_Task set_
**A)** In the red mullet recipe, start with the words "It is probably" and end after "you have them.". Write out that passage and substitute "dill" for "fennel".
**B)** According to the red mullet recipe, how long should the mullets be marinated?

======== Document ========

Recipe from La Bonne Auberge at Saint-Étienne-les-Orgues

ROUGET GRILLÉ AUX OLIVES

GRILLED RED MULLET WITH OLIVES


It is probably not so often in England that one can get either the vine leaves with which to cook mullet as in the foregoing recipe, or the dried fennel branches for the one on page 286, and then, when one or other of these ingredients is to hand, where is the mullet? So here is another and very simple way of grilling this delicious fish which, in England, you buy when you see it, for it is rarely to be had when you are counting on it.

Having gutted the mullets but left the liver intact in the fish, score them across twice on both sides, and marinate them for an hour or so in a little olive oil and 2 or 3 tablespoons of wine (either red or white, for mullet is one of the few fish which can be successfully cooked in red wine) and sprinkle the fish with salt, wild thyme and some chopped fennel leaves if you have them.

======== Data lines ========

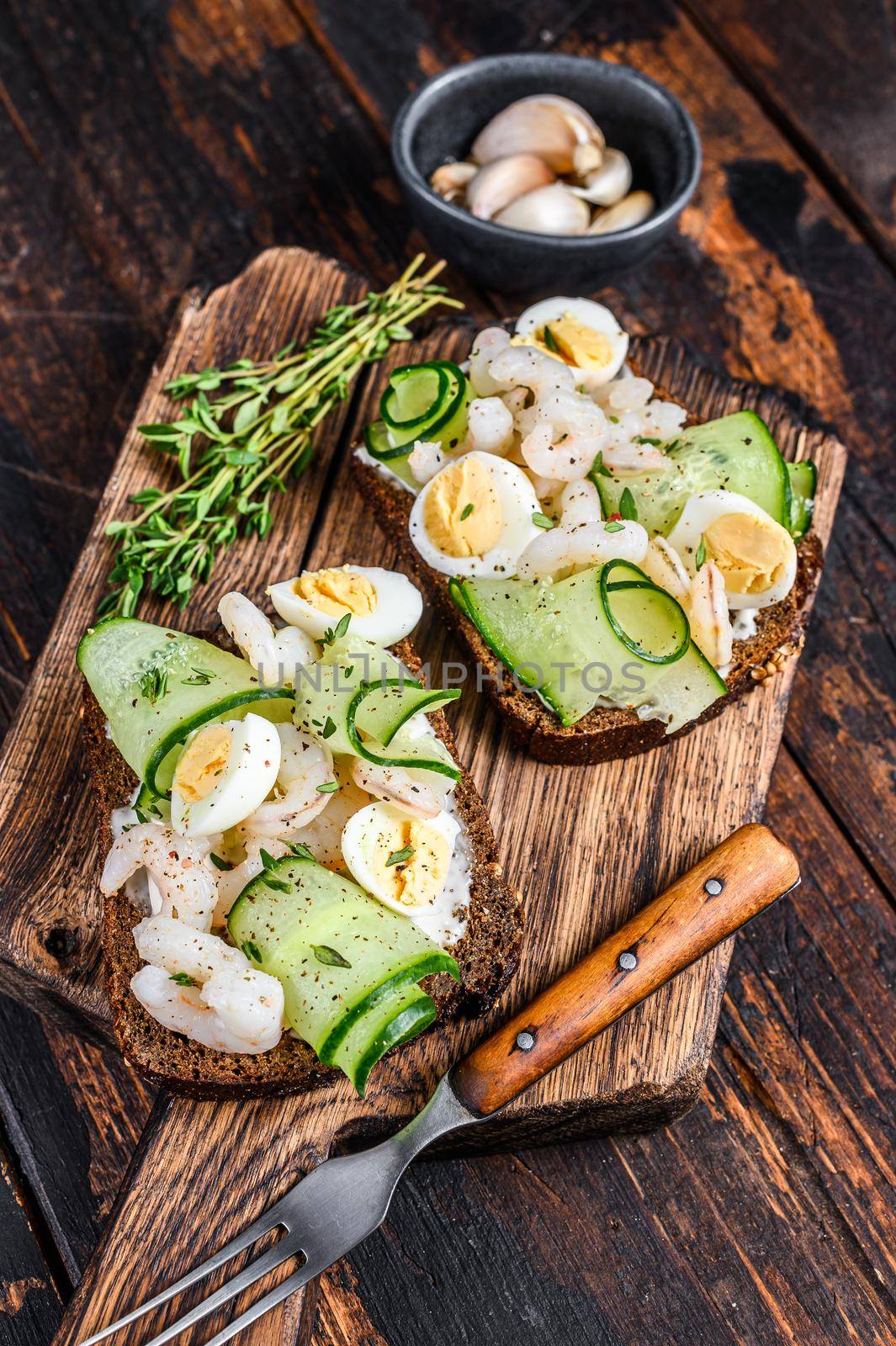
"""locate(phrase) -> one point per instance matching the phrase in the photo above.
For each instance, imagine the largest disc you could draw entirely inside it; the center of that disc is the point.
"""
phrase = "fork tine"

========

_Answers by task_
**A)**
It is probably not so often in England that one can get either the vine leaves with which to cook mullet as in the foregoing recipe, or the dried dill branches for the one on page 286, and then, when one or other of these ingredients is to hand, where is the mullet? So here is another and very simple way of grilling this delicious fish which, in England, you buy when you see it, for it is rarely to be had when you are counting on it.

Having gutted the mullets but left the liver intact in the fish, score them across twice on both sides, and marinate them for an hour or so in a little olive oil and 2 or 3 tablespoons of wine (either red or white, for mullet is one of the few fish which can be successfully cooked in red wine) and sprinkle the fish with salt, wild thyme and some chopped dill leaves if you have them.

**B)** For an hour or so.